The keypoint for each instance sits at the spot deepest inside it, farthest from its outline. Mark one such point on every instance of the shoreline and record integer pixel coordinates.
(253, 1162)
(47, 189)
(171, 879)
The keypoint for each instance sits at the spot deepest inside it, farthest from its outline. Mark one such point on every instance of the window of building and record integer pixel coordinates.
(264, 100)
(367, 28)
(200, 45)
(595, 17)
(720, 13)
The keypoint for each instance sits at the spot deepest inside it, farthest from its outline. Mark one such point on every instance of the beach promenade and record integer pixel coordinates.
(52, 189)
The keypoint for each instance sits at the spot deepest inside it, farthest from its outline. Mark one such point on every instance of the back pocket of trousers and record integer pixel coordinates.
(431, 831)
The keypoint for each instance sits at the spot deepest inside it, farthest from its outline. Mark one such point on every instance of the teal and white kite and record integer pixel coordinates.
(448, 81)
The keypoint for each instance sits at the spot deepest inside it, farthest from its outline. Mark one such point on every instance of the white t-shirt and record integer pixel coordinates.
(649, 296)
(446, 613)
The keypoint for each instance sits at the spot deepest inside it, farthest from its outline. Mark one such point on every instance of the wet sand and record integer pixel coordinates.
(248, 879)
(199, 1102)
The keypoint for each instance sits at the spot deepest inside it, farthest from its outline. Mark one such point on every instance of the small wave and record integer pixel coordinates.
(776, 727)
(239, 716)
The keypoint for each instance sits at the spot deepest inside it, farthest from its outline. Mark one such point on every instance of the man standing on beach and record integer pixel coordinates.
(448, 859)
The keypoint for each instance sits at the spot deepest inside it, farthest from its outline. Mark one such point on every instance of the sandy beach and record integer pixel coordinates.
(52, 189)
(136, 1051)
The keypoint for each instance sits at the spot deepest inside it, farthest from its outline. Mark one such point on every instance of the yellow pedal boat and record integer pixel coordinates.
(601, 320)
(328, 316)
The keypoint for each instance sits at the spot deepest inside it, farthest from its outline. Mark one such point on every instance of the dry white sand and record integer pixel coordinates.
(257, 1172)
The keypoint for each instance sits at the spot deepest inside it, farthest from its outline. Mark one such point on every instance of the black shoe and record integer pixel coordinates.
::::::
» GOAL
Reproduce all of the records above verbatim, from the first line to the last.

» RESPONSE TO THE TASK
The keypoint for each instance sits at the spot deepest inside it, farthest from its outline. Mark one such point on every instance of the shoreline and record integer pixel coordinates.
(253, 1162)
(47, 189)
(171, 879)
The keypoint for each instance sits at the spot deepest inside it, farthest from its outline. Mark one such point on every instance of the window of building and record integer pixel coordinates.
(264, 100)
(367, 28)
(200, 45)
(595, 17)
(720, 13)
The keypoint for each instance sits at the spot deepest inside it, farthest from its outline. Mark one such point on every instance of the beach promenade and record integer pixel coordinates.
(52, 189)
The keypoint for each instance sits at the spot deepest inside it, farthest from its outline. Mark one such point on every instance of the back pocket of trousers and record integer pixel coordinates.
(431, 831)
The keypoint for each instance sits at the spot deepest inside it, farthest from its outline. Mark one such point on every instance of the teal and white kite and record integer pixel coordinates.
(448, 81)
The keypoint for each instance sits at the spot deepest inside it, farthest from its outline. Mark one such point on every instance of the white t-shirt and record integer pixel coordinates.
(649, 296)
(446, 613)
The keypoint for each instance sits at the spot deepest inside it, farthest from its outline. Mark one such point on every instance of the wet sand and record integer pixel coordinates.
(248, 879)
(199, 1102)
The keypoint for each instance sits at the spot deepest inside it, farthest from its outline. Mark one such point on every instance of the small wave and record integer pixel coordinates.
(776, 727)
(239, 716)
The keypoint for each instance sits at the spot deepest inside it, farthest from its outline. Mark one such point on every instance of the man standing on beach and record integer pixel coordinates.
(448, 859)
The keypoint for each instance sits at the spot deepest inside it, farthest from its outline. Mark one such point on every instance of the sandy beach and record integer pixel coordinates.
(52, 189)
(136, 1051)
The keypoint for each instance sits at the spot deepest inside it, farthest from its outline. Mark one such point on every instance of the yellow pedal boat and record integer pixel coordinates.
(601, 320)
(328, 316)
The keypoint for each instance sits at the spot deepest inside it, farthest from its outline. Mark one such point on every instance of the dry white sand and record integer pixel coordinates.
(257, 1172)
The keypoint for each instance sits at the spot deepest inside it, farthest from its outline. Mark one such point on every instance of the black shoe and record integer pixel coordinates.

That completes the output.